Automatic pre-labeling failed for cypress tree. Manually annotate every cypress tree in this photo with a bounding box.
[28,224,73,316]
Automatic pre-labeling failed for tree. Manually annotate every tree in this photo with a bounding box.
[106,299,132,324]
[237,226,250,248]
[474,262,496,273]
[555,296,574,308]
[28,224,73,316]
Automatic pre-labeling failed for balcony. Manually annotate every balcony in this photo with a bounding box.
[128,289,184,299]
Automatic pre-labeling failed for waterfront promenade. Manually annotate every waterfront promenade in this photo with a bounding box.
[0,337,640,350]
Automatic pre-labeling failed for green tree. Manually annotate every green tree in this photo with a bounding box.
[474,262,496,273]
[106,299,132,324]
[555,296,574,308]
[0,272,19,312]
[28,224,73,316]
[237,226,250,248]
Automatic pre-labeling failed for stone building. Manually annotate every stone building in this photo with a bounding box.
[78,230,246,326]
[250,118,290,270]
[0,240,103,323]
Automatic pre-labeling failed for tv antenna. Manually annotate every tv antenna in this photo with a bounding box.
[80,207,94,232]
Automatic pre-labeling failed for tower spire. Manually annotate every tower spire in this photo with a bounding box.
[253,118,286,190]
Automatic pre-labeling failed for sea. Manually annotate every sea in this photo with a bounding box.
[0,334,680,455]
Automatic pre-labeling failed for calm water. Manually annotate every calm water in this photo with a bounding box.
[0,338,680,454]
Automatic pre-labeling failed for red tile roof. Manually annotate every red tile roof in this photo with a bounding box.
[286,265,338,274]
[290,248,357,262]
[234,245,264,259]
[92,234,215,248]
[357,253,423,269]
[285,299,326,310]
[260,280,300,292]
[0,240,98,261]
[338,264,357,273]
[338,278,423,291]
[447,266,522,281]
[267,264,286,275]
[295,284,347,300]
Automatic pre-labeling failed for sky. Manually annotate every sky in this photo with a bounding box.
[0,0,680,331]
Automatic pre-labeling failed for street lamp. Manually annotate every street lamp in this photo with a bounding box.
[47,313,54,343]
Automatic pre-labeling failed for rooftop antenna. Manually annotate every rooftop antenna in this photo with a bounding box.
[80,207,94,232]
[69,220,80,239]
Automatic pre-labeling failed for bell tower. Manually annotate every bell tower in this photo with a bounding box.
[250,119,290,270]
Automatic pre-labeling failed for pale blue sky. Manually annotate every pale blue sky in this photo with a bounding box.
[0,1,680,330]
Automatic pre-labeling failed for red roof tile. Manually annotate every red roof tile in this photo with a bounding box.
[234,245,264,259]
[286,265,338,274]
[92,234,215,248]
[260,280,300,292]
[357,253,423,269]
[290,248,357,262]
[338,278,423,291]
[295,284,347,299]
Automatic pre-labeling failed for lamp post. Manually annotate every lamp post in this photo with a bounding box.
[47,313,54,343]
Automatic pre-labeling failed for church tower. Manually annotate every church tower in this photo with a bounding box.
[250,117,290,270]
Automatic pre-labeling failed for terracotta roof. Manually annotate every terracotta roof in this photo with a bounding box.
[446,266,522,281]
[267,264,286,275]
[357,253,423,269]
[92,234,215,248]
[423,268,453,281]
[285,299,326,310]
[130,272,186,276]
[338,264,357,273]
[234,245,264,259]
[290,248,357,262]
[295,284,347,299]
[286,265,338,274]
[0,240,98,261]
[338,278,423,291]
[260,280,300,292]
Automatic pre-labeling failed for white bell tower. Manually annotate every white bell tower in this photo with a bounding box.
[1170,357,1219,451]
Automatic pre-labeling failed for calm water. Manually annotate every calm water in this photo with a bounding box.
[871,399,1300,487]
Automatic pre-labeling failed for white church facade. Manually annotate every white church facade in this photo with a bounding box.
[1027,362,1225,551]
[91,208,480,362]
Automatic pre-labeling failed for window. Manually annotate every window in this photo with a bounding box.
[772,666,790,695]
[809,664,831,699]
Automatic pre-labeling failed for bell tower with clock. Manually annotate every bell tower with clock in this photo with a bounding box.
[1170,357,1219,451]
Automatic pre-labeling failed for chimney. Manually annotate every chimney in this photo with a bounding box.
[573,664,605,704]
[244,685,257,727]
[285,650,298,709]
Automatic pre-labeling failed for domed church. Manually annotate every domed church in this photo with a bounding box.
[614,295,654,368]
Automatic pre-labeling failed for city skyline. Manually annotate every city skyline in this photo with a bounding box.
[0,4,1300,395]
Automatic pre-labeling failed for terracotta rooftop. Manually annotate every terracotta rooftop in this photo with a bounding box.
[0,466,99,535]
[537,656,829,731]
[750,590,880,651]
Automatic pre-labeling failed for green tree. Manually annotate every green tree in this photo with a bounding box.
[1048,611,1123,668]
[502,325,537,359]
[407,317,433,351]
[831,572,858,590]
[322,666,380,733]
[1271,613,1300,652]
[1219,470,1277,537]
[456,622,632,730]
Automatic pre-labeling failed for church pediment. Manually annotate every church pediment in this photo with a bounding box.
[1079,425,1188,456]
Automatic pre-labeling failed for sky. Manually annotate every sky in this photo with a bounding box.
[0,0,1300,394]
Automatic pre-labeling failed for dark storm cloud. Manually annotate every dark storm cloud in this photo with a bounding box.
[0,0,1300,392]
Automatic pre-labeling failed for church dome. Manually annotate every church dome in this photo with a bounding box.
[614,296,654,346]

◆ ◆ ◆ ◆

WHAT IS BEING ASKED
Could you rename "church tower" to "bell tower" in everything from the line with "Automatic pre-labeling failed for red roof" down to the line with "[250,117,290,270]", giving back only those lines from the records with nothing else altered?

EXERCISE OUTPUT
Automatic pre-labeling failed for red roof tile. Manually annotate every red roof tile in this photo with a bounding box.
[234,245,264,259]
[286,265,338,274]
[92,234,215,248]
[260,280,300,292]
[357,253,423,269]
[290,248,357,262]
[338,278,423,291]
[295,284,347,299]
Automatic pre-labeling failed for lamp post. Manually annotate every lamp post in this photo with a bounding box.
[47,313,54,343]
Automatic pre-labeling failed for bell tower. Manually annotate every bell tower in this photo with a bounding box.
[250,117,290,270]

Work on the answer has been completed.